Monday, October 29, 2012

An onslaught of trolls

Sometimes, the Internet disgusts me. As much as I rely on cyberspace for my connection to the world, it really does bring out the trolls. I'm always kicking myself after I've scrolled down to the bottom of an article to read people's comments. "Geez, why did I just do that? Why would someone say that? WTF??" 

Good grief, there's so much negativity out there. So much cruelty. So much poison.  

Last week's gruesome murder of two New York children, apparently by their nanny, have opened those floodgates even wider. The trolls are feasting on this story. Taking a big, juicy bite and regurgitating it to readers in the most awful ways.

I can't think of a better way to describe this social malady than John Gabriel's Greater Internet Dickwad Theory. You take a normal person, give him an audience and absolute anonymity and zero accountability, and what do you get 90 percent of the time? Yep, total dick.

And really, that could be any of us. It's tempting to indulge in our knee jerk reactions and lash out. It's easy to spit venom when you're in the safety of your bedroom, cubicle, school library, coffee shop, etc. And let's be honest, we all have the capability of tapping into our inner troll. We have the same twisted thoughts and ask the same judgmental questions. All it takes is a computer or smart phone and Internet connection.

-- Short problem 1 --
Repeat the post on internet trolls in full, word for word.
The post on internet trolls and the records are unrelated material.

-- Raw records --
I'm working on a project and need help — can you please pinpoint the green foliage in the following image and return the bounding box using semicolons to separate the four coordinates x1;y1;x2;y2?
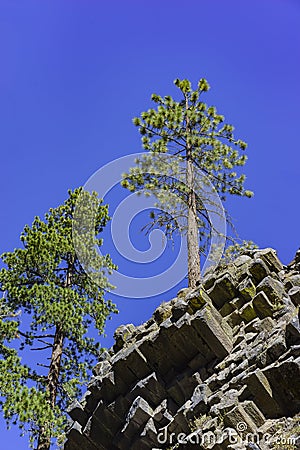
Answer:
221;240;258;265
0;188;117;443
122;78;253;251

-- Short problem 2 --
Please format every line of the records as a JSON list of strings, one string per line. Omit blank lines and the pictures.

-- Full answer 1 --
Monday, October 29, 2012

An onslaught of trolls

Sometimes, the Internet disgusts me. As much as I rely on cyberspace for my connection to the world, it really does bring out the trolls. I'm always kicking myself after I've scrolled down to the bottom of an article to read people's comments. "Geez, why did I just do that? Why would someone say that? WTF??" 

Good grief, there's so much negativity out there. So much cruelty. So much poison.  

Last week's gruesome murder of two New York children, apparently by their nanny, have opened those floodgates even wider. The trolls are feasting on this story. Taking a big, juicy bite and regurgitating it to readers in the most awful ways.

I can't think of a better way to describe this social malady than John Gabriel's Greater Internet Dickwad Theory. You take a normal person, give him an audience and absolute anonymity and zero accountability, and what do you get 90 percent of the time? Yep, total dick.

And really, that could be any of us. It's tempting to indulge in our knee jerk reactions and lash out. It's easy to spit venom when you're in the safety of your bedroom, cubicle, school library, coffee shop, etc. And let's be honest, we all have the capability of tapping into our inner troll. We have the same twisted thoughts and ask the same judgmental questions. All it takes is a computer or smart phone and Internet connection.

-- Full answer 2 --
[
  "I'm working on a project and need help — can you please pinpoint the green foliage in the following image and return the bounding box using semicolons to separate the four coordinates x1;y1;x2;y2?",
  "Answer:",
  "221;240;258;265",
  "0;188;117;443",
  "122;78;253;251"
]